▶ _DATA ROWS_:
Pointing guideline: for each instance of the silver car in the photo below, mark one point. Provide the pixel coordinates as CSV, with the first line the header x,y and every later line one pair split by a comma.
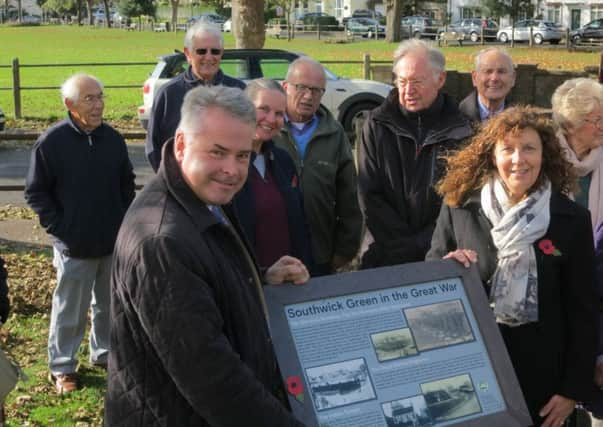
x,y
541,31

...

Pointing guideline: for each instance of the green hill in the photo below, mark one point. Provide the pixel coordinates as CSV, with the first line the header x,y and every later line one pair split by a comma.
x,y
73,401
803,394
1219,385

---

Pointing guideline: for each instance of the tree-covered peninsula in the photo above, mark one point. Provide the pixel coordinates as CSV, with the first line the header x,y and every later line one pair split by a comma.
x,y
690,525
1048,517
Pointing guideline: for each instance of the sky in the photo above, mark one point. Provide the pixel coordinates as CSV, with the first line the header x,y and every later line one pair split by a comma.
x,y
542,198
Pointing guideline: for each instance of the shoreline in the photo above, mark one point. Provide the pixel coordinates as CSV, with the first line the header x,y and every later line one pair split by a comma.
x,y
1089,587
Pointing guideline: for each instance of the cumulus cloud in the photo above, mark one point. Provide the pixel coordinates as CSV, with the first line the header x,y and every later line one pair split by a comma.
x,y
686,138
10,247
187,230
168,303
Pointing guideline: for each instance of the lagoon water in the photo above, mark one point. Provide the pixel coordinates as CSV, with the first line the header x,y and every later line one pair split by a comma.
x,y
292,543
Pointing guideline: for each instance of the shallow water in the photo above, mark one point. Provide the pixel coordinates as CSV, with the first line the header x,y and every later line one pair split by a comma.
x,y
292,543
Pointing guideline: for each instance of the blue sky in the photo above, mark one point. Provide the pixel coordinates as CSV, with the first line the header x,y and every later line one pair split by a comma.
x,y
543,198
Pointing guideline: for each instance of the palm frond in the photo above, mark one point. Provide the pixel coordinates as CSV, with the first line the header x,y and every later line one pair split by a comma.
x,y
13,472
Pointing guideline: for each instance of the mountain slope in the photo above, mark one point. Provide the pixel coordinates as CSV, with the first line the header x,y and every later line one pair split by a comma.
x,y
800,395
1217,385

▶ _EXERCISE TASK_: How many lines in the records above contain the word "below"? Treat case as significant, and reply with the number alone.

▶ _REPLY TO THE TASK_: 2